• Prompt
Your answer should hold all lines of the entries that include the word "hand".

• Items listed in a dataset
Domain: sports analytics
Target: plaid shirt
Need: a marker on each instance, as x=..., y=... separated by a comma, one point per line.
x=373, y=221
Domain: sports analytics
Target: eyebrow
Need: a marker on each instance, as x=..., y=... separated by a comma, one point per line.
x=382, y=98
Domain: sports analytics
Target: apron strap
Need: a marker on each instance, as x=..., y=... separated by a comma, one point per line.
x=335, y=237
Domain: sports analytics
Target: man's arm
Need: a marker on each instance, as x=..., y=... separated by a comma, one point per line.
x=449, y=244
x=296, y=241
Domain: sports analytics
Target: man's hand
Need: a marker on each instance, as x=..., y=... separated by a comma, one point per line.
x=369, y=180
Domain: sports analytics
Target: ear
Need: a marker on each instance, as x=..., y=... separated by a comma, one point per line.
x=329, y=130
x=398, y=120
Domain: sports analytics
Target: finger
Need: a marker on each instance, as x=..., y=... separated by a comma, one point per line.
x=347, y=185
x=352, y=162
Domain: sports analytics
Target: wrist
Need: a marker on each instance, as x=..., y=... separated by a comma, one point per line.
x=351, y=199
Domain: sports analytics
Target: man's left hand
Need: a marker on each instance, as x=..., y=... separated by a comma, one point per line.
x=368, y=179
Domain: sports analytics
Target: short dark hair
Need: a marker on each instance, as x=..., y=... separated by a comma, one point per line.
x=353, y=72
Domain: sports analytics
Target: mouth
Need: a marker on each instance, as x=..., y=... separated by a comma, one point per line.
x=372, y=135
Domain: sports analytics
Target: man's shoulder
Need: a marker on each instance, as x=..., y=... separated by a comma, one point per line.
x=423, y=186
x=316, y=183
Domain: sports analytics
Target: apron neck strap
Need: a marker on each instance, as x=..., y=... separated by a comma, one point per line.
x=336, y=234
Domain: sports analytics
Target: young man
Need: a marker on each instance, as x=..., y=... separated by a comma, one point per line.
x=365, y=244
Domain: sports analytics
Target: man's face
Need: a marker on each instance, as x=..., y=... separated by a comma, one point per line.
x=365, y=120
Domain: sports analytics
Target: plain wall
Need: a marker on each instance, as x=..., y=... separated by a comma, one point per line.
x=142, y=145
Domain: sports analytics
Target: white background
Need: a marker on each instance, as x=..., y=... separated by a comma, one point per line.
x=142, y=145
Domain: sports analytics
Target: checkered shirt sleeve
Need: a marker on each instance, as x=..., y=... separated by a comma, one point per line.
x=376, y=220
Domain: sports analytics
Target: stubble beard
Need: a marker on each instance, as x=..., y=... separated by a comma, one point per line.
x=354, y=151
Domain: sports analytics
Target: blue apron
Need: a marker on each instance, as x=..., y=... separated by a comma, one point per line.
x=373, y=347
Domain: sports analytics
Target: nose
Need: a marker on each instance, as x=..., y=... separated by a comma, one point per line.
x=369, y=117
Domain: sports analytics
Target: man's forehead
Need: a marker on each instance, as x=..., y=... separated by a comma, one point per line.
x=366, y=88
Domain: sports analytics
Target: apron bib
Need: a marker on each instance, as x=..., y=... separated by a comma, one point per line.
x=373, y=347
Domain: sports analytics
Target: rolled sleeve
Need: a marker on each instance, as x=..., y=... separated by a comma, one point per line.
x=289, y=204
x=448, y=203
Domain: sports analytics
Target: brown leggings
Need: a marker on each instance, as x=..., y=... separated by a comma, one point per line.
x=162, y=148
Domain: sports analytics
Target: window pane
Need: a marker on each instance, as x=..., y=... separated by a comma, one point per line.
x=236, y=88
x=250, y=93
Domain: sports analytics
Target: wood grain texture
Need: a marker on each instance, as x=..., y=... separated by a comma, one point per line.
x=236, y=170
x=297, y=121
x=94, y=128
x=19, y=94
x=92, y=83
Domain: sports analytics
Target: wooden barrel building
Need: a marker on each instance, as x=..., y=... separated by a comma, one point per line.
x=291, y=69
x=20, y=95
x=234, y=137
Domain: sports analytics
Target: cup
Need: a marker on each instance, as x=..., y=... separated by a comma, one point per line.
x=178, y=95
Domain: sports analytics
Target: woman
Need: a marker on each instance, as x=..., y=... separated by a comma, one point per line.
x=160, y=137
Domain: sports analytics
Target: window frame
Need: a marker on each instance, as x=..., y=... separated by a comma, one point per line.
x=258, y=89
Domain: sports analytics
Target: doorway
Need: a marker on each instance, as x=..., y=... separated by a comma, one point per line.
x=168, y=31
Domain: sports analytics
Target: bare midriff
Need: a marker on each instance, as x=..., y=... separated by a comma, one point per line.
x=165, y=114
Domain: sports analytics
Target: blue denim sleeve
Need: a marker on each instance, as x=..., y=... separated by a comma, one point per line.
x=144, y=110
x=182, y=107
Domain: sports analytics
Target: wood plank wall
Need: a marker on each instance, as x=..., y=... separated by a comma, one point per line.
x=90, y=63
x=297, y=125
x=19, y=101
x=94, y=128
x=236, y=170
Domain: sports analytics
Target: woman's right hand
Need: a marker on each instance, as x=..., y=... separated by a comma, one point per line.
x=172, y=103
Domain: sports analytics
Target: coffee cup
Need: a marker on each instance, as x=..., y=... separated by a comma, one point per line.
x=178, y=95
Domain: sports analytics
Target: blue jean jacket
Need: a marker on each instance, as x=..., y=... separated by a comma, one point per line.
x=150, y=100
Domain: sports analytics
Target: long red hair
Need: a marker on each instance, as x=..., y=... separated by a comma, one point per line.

• Solution to this exercise
Target: man's hand
Target: man's left hand
Target: woman's right hand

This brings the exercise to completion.